Affiche toutes les lignes des données ci-dessous qui contiennent le mot « packet ».

[Extraits de jeux de données de pointage]
· · · · ·
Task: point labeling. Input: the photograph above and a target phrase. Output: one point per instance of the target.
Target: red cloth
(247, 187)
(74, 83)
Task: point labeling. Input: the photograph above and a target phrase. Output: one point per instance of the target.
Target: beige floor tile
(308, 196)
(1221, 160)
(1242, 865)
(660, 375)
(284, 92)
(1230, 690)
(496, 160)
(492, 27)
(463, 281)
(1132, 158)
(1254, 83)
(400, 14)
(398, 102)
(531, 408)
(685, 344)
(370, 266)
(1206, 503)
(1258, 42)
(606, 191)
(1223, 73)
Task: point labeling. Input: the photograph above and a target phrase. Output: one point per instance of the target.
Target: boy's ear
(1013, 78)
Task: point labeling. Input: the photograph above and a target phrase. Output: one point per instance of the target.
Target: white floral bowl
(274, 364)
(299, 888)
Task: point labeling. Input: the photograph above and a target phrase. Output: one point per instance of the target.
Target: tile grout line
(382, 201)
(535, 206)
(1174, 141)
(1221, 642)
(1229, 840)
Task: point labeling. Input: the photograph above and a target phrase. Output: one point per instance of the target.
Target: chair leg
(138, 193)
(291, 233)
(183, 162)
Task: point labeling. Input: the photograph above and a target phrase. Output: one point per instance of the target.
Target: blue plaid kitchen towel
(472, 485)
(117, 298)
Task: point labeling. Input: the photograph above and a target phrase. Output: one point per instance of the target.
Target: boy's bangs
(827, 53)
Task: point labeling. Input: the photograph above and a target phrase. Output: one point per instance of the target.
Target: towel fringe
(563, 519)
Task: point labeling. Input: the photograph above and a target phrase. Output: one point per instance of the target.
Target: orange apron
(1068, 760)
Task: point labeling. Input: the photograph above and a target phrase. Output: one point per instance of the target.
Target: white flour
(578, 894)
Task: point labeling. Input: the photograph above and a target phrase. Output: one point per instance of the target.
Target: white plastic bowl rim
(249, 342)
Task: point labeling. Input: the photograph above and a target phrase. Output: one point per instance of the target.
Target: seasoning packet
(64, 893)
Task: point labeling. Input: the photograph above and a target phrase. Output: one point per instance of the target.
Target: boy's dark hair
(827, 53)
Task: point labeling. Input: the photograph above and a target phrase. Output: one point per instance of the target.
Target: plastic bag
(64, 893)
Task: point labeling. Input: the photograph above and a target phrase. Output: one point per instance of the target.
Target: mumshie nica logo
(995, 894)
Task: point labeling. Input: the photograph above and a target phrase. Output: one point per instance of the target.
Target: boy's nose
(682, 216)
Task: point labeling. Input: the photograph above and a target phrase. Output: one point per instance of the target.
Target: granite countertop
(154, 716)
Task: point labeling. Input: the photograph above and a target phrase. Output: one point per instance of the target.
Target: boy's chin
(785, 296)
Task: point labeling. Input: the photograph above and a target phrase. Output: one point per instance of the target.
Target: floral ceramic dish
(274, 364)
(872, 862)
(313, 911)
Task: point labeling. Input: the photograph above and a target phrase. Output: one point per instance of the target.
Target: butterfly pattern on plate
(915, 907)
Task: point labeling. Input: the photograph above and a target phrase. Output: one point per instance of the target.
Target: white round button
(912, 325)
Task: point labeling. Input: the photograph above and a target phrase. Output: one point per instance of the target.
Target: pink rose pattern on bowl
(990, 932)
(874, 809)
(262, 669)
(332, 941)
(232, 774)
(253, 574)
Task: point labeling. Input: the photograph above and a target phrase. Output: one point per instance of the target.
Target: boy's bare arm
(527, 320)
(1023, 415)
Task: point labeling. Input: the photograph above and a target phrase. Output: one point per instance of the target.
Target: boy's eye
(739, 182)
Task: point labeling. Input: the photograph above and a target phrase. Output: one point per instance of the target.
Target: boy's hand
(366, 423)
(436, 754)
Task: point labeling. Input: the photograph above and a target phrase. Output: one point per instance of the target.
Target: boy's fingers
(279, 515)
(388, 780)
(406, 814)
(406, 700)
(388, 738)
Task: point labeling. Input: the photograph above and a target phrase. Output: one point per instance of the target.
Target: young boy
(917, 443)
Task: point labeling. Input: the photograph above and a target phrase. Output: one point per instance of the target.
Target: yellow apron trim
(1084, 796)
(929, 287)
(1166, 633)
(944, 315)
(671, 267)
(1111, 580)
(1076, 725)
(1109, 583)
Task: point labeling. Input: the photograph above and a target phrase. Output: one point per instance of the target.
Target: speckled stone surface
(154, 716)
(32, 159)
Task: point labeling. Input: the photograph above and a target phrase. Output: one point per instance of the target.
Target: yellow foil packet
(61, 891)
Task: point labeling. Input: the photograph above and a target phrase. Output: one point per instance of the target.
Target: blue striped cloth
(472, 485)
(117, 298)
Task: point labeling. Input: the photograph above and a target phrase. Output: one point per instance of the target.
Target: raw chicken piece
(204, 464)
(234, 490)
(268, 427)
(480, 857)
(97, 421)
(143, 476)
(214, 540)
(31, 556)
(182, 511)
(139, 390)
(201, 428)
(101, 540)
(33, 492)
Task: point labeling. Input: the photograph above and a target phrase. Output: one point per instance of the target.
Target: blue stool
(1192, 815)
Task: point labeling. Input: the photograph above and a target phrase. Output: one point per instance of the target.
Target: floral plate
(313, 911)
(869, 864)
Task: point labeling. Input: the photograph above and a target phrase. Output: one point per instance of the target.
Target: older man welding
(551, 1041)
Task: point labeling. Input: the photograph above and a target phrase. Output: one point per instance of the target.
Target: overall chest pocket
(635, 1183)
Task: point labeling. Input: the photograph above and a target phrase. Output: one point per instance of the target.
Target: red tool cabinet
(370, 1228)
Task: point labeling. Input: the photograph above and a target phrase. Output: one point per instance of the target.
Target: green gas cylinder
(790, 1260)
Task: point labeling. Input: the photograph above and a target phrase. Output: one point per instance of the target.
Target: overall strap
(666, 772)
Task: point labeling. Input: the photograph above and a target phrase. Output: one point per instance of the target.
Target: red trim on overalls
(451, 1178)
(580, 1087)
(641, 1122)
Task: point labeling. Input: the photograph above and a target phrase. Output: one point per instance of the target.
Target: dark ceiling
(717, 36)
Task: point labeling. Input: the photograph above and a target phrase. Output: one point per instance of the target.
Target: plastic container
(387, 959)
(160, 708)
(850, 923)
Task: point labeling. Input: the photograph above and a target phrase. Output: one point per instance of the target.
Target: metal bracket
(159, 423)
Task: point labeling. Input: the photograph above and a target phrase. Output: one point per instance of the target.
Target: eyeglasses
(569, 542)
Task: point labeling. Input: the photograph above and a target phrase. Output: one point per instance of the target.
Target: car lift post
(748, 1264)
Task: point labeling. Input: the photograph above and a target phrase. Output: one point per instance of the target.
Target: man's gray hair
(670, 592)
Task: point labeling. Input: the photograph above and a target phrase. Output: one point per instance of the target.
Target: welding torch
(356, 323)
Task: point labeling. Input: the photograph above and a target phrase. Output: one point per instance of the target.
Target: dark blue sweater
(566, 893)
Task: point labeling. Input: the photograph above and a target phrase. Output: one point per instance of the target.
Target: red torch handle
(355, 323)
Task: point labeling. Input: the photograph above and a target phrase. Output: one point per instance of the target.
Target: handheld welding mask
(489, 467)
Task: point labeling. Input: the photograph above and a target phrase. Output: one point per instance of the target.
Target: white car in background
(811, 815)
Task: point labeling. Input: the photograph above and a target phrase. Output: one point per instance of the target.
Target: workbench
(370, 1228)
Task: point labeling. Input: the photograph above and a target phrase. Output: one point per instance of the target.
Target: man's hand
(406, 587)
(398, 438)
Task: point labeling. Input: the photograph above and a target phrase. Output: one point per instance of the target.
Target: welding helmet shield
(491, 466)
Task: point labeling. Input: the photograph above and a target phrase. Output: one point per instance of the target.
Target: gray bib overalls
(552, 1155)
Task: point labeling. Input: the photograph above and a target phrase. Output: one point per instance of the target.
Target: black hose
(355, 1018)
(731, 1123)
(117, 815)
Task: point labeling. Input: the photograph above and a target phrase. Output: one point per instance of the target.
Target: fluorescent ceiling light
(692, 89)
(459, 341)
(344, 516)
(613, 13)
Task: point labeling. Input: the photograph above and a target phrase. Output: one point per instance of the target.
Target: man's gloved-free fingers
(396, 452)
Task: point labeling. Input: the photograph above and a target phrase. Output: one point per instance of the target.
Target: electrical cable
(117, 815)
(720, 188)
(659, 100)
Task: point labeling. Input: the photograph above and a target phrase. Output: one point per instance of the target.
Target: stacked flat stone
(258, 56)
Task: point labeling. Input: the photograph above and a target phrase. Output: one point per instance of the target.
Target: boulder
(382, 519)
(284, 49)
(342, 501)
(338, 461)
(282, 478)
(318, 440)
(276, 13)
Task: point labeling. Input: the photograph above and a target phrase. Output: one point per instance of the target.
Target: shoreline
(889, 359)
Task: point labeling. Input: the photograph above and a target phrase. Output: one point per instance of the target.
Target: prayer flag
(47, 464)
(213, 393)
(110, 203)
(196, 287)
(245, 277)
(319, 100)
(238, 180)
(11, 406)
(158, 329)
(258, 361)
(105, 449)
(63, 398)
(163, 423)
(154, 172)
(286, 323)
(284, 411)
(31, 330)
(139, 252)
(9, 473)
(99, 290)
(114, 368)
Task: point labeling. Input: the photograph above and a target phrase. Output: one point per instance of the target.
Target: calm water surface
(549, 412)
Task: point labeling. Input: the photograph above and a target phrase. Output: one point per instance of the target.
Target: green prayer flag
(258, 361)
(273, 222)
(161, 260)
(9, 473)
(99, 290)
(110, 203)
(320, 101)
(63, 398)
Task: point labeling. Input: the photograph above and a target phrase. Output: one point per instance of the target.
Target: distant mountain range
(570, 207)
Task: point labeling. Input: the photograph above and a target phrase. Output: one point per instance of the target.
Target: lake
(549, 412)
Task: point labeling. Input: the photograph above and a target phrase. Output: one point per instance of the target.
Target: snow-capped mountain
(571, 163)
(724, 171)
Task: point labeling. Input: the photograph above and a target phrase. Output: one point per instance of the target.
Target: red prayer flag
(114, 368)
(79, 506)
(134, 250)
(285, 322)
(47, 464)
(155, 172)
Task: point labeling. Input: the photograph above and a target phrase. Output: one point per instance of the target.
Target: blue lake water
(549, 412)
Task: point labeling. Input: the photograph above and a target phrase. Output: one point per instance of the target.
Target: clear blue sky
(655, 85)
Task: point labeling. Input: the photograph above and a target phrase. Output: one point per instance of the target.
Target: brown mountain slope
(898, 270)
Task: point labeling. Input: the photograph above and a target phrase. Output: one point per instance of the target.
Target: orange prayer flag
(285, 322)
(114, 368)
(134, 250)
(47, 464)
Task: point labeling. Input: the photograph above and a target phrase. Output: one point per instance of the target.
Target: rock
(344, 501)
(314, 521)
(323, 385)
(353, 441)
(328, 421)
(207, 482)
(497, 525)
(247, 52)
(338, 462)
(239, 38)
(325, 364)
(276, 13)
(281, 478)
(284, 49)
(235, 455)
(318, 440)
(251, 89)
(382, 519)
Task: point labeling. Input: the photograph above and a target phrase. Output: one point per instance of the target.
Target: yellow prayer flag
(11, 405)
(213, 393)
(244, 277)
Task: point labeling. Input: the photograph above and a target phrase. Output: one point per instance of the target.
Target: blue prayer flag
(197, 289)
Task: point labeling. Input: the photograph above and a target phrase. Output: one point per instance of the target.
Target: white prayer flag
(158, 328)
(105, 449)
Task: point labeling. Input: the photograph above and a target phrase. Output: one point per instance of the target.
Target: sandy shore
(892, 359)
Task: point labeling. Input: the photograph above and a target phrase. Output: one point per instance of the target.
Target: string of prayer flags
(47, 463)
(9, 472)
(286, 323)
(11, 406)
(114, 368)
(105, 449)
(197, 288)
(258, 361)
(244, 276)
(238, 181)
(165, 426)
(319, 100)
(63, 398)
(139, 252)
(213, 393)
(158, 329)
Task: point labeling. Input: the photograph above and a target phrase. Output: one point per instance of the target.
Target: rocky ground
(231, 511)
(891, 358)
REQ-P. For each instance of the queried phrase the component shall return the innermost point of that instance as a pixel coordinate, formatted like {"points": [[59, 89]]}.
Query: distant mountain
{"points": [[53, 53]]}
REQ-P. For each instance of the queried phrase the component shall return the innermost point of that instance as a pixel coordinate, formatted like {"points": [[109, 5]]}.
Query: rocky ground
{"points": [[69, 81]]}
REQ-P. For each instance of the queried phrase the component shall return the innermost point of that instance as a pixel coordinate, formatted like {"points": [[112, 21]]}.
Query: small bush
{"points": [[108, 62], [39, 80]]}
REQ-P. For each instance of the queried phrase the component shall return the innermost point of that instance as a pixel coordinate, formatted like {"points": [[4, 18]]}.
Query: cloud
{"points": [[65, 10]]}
· · · · ·
• **Réponse ci-dessous**
Target: seasoning packet
Target: yellow foil packet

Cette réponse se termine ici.